DATASET ROWS:
══════════════════════════════

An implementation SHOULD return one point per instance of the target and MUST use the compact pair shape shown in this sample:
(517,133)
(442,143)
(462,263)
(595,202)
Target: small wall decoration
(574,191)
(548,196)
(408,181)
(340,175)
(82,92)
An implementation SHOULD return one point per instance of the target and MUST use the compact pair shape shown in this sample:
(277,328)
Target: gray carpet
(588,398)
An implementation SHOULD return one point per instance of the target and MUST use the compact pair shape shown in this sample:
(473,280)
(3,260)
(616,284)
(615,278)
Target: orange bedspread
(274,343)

══════════════════════════════

EXERCISE AIM:
Scale every coordinate pair given as an answer in the records above by 1.45, rounding each number to the nearest whole number with halves rounded up. Rewrite all lines of the records, leaving every other line, including the sample pairs, unchanged.

FINAL RESULT:
An implementation SHOULD return one point per instance of the target and MUST use the compact pair shape shown in this sample:
(517,133)
(442,143)
(462,263)
(595,202)
Target: small wall decoration
(832,277)
(795,284)
(592,262)
(493,254)
(119,133)
An implementation SHOULD return one point per instance of the target and MUST use the compact pair shape shown in this sample:
(277,328)
Target: gray carpet
(853,577)
An implementation SHOULD return one point per instance of the target and MUST use the compact pair shape shown in this sample:
(473,280)
(3,260)
(616,284)
(615,278)
Target: orange bedspread
(397,497)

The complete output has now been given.